Set down exactly the lines from the one containing "Please indicate the tall" through the last line of the records below, both included, and nothing else.

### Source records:

++++

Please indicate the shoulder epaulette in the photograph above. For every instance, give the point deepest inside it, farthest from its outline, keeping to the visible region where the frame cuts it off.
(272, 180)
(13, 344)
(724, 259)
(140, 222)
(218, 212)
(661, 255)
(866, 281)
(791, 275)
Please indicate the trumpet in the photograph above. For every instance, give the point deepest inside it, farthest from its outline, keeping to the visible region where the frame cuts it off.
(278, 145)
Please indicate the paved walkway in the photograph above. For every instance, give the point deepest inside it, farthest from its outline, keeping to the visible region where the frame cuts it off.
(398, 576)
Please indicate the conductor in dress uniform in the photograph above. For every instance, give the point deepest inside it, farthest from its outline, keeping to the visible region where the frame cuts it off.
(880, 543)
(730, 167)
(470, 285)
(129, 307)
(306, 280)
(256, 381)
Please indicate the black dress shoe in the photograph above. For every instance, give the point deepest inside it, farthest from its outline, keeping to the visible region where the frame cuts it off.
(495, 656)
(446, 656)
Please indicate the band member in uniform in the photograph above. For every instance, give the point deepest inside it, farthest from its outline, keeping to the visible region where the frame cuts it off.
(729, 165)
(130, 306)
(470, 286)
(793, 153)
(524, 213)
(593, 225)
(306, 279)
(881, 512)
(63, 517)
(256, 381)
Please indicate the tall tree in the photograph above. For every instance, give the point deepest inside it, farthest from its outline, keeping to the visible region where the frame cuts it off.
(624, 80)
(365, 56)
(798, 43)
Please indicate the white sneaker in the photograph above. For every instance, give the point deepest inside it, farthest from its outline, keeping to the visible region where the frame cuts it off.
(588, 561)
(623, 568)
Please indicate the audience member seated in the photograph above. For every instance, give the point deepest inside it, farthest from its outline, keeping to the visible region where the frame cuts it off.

++++

### The solution:
Please indicate the tall tree in the photograph above. For every instance, give the point deepest inside it, farthest from its outline, keeping to the visible region where the frame cuts it off.
(624, 80)
(365, 56)
(798, 43)
Please indicate the white sneaker in the photograph above. For every instance, give the point deepest inside it, farthest from its outline, keeping to the visible region where the frame cuts it off.
(588, 561)
(623, 568)
Please indicate the audience member seated in the photograph above. For every instance, give the point deepest inside it, farthest from its outline, keeping to the visible region where the frame cuts it off.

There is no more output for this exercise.